### Aim of the task
Recast the stretch of items from the line containing "Place one point per instance of the exposed" through the last line as a JSON list of strings, one string per line, leaving out blank lines.
-- begin Data records --
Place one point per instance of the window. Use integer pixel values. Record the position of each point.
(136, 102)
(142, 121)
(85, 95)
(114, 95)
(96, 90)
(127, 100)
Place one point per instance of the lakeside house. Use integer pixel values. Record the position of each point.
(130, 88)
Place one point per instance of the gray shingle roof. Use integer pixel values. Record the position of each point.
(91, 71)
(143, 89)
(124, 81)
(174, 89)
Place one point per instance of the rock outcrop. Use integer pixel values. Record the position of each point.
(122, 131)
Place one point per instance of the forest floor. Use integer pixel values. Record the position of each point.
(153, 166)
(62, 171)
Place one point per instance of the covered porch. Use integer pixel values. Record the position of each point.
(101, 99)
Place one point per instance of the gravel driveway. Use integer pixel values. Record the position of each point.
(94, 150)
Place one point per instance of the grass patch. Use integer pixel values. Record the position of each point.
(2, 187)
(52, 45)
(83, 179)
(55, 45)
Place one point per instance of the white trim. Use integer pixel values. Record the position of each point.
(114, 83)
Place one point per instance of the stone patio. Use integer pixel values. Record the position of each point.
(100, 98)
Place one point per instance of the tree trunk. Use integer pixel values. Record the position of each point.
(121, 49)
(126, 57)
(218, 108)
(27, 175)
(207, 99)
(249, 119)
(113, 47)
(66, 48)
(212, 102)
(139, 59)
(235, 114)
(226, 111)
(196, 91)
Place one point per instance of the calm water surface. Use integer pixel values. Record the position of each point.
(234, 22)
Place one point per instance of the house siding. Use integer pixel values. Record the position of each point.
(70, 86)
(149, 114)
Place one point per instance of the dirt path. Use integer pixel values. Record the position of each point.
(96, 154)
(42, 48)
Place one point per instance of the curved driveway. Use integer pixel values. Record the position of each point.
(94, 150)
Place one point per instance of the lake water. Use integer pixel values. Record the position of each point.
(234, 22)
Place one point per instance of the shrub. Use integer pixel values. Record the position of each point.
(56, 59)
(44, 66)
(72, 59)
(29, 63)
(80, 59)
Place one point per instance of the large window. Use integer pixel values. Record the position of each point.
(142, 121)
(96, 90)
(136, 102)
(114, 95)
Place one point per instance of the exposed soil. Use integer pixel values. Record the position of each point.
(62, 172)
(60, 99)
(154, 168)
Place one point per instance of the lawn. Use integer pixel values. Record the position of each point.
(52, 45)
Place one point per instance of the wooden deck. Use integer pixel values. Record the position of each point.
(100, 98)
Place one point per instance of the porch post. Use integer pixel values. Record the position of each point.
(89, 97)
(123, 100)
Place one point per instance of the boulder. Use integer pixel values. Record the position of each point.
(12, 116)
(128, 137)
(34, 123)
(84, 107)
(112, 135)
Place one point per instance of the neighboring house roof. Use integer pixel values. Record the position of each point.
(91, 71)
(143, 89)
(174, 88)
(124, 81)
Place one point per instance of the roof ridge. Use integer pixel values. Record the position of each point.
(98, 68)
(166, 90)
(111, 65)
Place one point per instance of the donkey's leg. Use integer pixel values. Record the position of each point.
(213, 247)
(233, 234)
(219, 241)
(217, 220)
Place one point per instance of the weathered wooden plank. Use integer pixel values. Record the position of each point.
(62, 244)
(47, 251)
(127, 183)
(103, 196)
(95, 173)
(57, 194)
-- end Data records --
### Finished exercise
[
  "Place one point per instance of the exposed soil. Use integer pixel values. Record the position of each point.",
  "(62, 172)",
  "(60, 99)",
  "(154, 168)",
  "Place one point per instance of the lawn. Use integer pixel values. Record the position of each point.",
  "(52, 45)",
  "Place one point per instance of the wooden deck. Use integer pixel values. Record the position of each point.",
  "(100, 98)",
  "Place one point per instance of the porch post. Use integer pixel values. Record the position of each point.",
  "(89, 97)",
  "(123, 100)",
  "Place one point per instance of the boulder. Use integer pixel values. Record the position of each point.",
  "(12, 116)",
  "(128, 137)",
  "(34, 123)",
  "(84, 107)",
  "(112, 135)",
  "Place one point per instance of the neighboring house roof. Use integer pixel values. Record the position of each point.",
  "(91, 71)",
  "(143, 89)",
  "(174, 88)",
  "(124, 81)",
  "Place one point per instance of the roof ridge. Use integer pixel values. Record the position of each point.",
  "(98, 68)",
  "(166, 90)",
  "(111, 65)",
  "Place one point per instance of the donkey's leg. Use integer pixel values. Record the position of each point.",
  "(213, 247)",
  "(233, 234)",
  "(219, 241)",
  "(217, 220)",
  "Place one point per instance of the weathered wooden plank. Use integer pixel values. Record the position of each point.",
  "(62, 244)",
  "(47, 251)",
  "(127, 183)",
  "(103, 196)",
  "(95, 173)",
  "(57, 194)"
]